* [OBJECTIVE] Recast the lines of the items from the line containing "Target: vegetation" through the end of the items, inclusive, as a Markdown table with the columns "Row" and "Item line," omitting blank lines and any pictures.

* [Stored items]
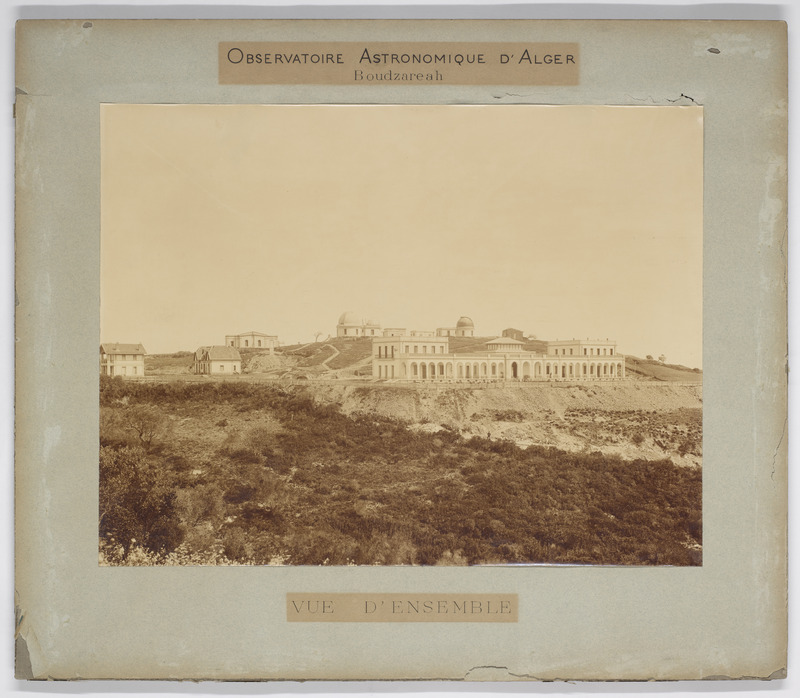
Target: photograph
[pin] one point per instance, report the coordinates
(401, 335)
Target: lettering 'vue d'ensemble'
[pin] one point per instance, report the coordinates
(400, 354)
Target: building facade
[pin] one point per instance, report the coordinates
(252, 340)
(428, 358)
(122, 359)
(351, 326)
(216, 360)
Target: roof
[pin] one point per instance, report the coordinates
(505, 340)
(217, 353)
(349, 318)
(117, 348)
(257, 334)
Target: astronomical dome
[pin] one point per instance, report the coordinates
(349, 318)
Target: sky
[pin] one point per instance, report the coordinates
(561, 221)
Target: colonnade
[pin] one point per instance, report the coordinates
(510, 369)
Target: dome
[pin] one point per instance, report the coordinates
(349, 318)
(465, 322)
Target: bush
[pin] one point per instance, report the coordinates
(137, 502)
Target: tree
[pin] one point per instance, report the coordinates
(147, 423)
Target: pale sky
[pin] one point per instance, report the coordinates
(560, 221)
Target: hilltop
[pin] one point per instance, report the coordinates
(348, 358)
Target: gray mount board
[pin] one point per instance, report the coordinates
(724, 619)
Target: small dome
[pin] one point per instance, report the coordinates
(349, 318)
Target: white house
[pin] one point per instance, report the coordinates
(217, 361)
(252, 340)
(121, 359)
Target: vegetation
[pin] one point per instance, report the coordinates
(245, 473)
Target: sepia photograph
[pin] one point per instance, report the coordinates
(428, 335)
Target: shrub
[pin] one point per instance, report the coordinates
(137, 502)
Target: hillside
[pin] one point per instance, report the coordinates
(237, 472)
(648, 369)
(631, 419)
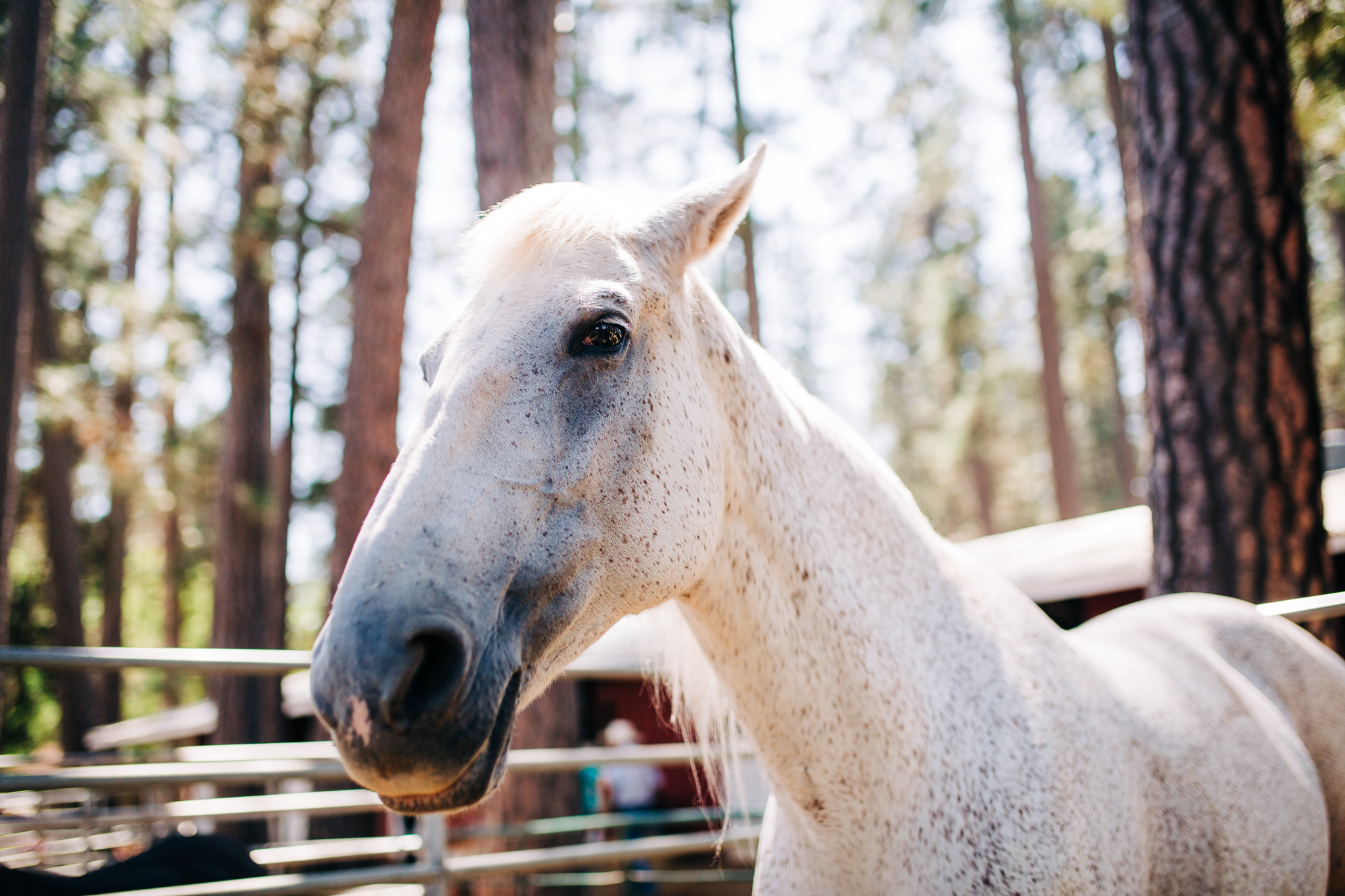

* [FULL OUTPUT]
| Row | Item line |
|---|---|
| 1 | Target: vegetation |
| 2 | [pin] one point per instance, report the coordinates |
| 3 | (245, 473) |
| 4 | Target: sepia photograph |
| 5 | [pin] one point per instance, report the coordinates |
| 6 | (428, 335) |
| 7 | Target: shrub |
| 8 | [pin] one point per instance, report the coordinates |
| 9 | (137, 502) |
| 10 | Target: hillside |
| 11 | [pin] one point per instance, report the coordinates |
| 12 | (237, 472) |
| 13 | (648, 369) |
| 14 | (631, 419) |